═══ Extract provided ═══
To me, tea washes away the memory of the flavor, and prolongs pleasure. Each sip wipes the palate clean, and allows us to taste each bite as though it were the first. The sensation it provides is honest and fresh. Its warmth makes you hungry. People are surprised to drink teas with levels of flavor that are comparable to those of wine. Maybe it’s because they mostly drink mass-produced teas from big brands. I prefer working with small-scale producers, and one tea master in particular, whom I go see regularly in Taiwan.
What I also love with tea is the gong fu cha, in other words, the way you drink it. In China, we don’t drink it like the British, with sugar or milk. We discover it from one infusion to another. I like this way of doing things because, during the time it takes to pour and drink it, you can relax, live, think… You can stare out at nothing and daydream.
There aren’t many moments like that in daily life, so this is important to me. These moments allow us to ground ourselves. It’s a kind of life philosophy. They say that when you make tea, your character is reflected in the drink. Conversely, tea can also impact your character.
═══ Exercise data ═══
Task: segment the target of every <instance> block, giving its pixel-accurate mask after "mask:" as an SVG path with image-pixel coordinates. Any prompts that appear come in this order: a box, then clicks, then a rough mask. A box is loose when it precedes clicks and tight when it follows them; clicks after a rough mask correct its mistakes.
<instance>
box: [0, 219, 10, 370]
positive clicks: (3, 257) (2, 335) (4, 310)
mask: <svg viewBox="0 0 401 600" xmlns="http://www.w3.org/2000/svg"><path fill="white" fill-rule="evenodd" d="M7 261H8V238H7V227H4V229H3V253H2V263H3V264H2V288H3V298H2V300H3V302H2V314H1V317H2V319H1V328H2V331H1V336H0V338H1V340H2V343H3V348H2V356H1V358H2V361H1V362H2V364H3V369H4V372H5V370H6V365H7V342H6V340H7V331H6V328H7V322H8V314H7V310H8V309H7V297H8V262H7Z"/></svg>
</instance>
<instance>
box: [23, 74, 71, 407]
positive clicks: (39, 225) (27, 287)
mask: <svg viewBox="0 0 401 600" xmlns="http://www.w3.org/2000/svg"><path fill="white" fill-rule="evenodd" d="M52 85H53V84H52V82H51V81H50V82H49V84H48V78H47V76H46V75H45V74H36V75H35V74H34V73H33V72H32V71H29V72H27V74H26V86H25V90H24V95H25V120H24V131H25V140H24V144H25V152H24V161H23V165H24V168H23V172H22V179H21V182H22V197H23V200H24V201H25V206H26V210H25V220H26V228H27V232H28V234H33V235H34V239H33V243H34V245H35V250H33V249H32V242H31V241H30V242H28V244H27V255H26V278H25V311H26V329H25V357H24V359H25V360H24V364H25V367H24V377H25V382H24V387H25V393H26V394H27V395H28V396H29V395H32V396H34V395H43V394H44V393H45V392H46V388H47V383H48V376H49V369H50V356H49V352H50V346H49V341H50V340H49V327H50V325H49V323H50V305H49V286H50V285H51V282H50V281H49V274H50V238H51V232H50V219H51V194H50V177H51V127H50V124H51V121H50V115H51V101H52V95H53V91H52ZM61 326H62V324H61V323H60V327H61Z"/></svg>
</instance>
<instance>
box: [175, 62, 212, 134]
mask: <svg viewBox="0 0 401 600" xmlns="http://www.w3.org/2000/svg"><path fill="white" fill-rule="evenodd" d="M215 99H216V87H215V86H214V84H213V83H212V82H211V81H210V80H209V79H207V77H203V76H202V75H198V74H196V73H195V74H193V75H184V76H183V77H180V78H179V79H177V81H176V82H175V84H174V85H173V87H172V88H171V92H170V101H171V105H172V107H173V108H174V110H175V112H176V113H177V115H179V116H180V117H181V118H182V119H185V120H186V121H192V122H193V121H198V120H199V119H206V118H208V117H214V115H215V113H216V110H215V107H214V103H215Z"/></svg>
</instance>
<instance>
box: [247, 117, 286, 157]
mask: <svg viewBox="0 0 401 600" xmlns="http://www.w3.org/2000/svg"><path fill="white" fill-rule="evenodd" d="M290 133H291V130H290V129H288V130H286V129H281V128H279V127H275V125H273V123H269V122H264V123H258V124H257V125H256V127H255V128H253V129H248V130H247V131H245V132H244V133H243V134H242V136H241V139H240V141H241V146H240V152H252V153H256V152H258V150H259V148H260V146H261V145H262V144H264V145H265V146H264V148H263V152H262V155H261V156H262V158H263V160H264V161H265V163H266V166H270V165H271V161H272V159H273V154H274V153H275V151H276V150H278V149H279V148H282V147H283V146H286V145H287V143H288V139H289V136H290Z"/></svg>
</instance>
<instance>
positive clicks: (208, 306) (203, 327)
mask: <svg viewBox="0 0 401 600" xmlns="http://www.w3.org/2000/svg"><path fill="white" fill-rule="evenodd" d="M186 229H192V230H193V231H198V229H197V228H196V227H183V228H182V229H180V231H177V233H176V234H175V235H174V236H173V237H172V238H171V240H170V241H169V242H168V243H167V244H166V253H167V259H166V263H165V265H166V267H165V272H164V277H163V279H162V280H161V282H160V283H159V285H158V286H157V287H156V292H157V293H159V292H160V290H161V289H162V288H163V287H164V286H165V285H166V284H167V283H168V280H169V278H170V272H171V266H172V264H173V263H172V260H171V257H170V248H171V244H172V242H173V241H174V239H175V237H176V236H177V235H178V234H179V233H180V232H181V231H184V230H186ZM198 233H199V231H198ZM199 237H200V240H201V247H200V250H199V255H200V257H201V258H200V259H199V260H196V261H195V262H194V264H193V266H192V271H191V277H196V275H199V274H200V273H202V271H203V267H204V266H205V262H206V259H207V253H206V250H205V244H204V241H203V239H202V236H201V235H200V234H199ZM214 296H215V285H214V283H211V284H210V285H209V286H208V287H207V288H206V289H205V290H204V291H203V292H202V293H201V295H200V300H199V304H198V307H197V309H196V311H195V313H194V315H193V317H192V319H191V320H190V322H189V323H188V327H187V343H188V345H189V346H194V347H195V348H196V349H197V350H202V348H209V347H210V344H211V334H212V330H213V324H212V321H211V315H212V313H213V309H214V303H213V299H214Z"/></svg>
═══
▸ Job 1:
According to the passage on tea, where does the tea master the speaker regularly visits work?
▸ Job 2:
Write a continuation of the passage on tea, starting after its final sentence.

▸ Answer space 1:
In Taiwan.

▸ Answer space 2:
When I buy tea, I don’t make my own mixtures. For now, I’m not at that level. I don’t mix the leaves. I have tried mixing different brews, but then I came back to something more simple. What I do at Yam’Tcha is very different from the tea that I serve at the shop, gong fu cha style. At the restaurant, I don’t stick to Chinese traditions. Maybe that’s my creative, designer side at work—or maybe just my way of seeing things. In my experience, you have to learn the rules in order to know how to break them. So when I make something, I shatter everything. Learning the rules is a good thing, but leaving them aside for a moment yields the best results.